What you should do:
Write out the stretch of the entries from the very start through the line containing "Target: white horse", copying every line without change.

Stored items
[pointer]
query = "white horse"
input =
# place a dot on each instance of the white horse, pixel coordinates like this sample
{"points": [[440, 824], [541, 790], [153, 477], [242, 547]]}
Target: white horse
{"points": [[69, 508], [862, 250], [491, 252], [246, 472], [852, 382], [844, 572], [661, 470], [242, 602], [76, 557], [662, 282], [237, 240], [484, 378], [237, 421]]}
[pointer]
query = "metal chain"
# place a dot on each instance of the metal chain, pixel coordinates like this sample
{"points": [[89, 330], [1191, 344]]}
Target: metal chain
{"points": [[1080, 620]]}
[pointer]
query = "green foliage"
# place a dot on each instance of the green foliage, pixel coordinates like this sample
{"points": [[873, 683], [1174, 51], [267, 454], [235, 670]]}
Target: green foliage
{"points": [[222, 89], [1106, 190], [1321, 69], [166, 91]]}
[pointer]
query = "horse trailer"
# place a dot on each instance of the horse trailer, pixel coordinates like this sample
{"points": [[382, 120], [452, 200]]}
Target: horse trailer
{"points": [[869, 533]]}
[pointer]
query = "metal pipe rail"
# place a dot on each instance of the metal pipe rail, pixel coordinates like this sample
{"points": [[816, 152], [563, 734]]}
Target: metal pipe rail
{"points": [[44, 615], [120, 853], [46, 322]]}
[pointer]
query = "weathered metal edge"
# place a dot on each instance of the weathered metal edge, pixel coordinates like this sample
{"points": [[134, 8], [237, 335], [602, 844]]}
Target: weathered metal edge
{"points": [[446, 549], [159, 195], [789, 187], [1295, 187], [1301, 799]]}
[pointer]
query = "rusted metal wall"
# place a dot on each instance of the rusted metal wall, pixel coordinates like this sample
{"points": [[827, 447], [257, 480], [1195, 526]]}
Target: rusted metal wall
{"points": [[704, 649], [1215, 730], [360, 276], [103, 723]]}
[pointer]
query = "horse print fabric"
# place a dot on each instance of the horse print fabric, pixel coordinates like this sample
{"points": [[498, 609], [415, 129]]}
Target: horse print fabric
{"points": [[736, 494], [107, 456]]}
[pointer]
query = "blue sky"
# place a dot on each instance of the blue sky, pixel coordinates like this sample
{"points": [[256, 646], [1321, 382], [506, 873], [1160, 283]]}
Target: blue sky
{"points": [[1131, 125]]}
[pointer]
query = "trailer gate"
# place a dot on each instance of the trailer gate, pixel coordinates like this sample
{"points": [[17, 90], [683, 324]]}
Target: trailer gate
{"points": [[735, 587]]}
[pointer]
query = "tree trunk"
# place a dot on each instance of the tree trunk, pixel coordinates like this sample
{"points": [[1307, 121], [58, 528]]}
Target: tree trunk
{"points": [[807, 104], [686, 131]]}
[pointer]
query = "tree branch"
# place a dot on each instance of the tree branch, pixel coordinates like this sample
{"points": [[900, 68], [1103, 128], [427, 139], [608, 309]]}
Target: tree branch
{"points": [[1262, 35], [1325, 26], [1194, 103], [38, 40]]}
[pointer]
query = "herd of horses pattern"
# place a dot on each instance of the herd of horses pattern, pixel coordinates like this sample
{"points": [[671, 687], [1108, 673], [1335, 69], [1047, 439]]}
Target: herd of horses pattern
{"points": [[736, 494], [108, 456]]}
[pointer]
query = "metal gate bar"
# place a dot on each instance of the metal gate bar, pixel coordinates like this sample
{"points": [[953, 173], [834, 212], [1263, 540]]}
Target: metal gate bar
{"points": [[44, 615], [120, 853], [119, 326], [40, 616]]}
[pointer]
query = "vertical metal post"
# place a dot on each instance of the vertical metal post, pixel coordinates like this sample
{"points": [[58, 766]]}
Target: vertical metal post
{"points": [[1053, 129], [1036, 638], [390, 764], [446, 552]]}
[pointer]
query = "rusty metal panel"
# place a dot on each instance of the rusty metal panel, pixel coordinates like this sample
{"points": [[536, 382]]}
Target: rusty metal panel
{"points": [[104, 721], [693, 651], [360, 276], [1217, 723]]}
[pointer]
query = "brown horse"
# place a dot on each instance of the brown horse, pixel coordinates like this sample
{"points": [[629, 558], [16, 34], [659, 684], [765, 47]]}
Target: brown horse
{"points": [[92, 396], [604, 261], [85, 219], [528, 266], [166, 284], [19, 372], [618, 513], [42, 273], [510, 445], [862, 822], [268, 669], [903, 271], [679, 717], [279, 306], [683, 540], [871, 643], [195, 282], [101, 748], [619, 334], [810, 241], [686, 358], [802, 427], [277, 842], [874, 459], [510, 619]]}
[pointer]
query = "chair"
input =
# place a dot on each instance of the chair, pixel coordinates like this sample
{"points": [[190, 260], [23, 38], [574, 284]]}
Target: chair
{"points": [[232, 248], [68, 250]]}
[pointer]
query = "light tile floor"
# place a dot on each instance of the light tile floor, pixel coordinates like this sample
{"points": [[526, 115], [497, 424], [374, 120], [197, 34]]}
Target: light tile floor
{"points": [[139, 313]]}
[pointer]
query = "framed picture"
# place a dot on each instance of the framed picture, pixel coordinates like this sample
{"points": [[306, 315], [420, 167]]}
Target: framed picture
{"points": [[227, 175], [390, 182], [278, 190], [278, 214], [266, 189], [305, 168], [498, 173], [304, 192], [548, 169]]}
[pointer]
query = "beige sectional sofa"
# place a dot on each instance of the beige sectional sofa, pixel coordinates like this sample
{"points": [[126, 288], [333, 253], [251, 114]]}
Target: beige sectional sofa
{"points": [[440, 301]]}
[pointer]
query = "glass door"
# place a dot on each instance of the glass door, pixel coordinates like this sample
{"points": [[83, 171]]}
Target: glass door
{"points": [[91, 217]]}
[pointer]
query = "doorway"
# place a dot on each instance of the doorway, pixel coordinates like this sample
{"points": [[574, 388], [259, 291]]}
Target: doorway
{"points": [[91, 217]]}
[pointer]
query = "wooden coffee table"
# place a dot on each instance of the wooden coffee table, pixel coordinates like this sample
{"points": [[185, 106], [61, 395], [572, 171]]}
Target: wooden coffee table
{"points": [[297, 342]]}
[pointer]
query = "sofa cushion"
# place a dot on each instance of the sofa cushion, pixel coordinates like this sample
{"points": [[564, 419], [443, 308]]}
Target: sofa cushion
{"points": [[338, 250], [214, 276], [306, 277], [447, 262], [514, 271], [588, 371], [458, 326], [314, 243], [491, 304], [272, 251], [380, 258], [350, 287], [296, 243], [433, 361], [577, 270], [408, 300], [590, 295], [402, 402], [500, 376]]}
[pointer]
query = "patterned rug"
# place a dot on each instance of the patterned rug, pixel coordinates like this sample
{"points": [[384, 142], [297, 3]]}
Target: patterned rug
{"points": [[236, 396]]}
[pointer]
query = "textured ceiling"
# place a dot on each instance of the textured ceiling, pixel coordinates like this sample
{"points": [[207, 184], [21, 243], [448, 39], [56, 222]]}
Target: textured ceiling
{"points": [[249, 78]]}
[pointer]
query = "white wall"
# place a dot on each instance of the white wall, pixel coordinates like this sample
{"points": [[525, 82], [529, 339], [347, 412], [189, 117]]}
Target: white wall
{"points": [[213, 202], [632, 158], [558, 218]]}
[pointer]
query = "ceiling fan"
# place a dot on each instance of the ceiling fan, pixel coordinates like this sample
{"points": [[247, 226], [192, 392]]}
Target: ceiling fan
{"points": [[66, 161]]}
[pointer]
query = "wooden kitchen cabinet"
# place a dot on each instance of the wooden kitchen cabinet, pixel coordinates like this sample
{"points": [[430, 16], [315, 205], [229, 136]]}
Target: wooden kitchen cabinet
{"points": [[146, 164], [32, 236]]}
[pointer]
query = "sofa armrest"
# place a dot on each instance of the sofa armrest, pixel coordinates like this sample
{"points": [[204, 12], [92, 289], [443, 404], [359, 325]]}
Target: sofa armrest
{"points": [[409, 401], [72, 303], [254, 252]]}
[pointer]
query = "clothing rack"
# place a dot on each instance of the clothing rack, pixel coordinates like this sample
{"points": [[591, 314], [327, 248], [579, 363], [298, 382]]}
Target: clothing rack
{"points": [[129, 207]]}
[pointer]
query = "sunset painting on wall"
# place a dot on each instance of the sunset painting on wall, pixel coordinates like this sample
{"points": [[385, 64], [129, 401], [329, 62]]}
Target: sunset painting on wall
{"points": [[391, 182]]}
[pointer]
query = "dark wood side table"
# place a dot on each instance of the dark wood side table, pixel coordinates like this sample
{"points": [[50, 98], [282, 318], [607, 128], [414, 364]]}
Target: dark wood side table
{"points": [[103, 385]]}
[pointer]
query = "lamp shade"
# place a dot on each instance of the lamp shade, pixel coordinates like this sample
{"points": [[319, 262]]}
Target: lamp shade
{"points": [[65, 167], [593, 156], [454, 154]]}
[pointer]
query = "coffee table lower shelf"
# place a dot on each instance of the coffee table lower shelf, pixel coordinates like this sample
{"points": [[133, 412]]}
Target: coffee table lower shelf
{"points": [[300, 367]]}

Answer to this task:
[pointer]
query = "white horse"
input =
# place a dot on each instance of the white horse, pixel coordinates like this sample
{"points": [[440, 824], [541, 790], [153, 477], [242, 547]]}
Target: white horse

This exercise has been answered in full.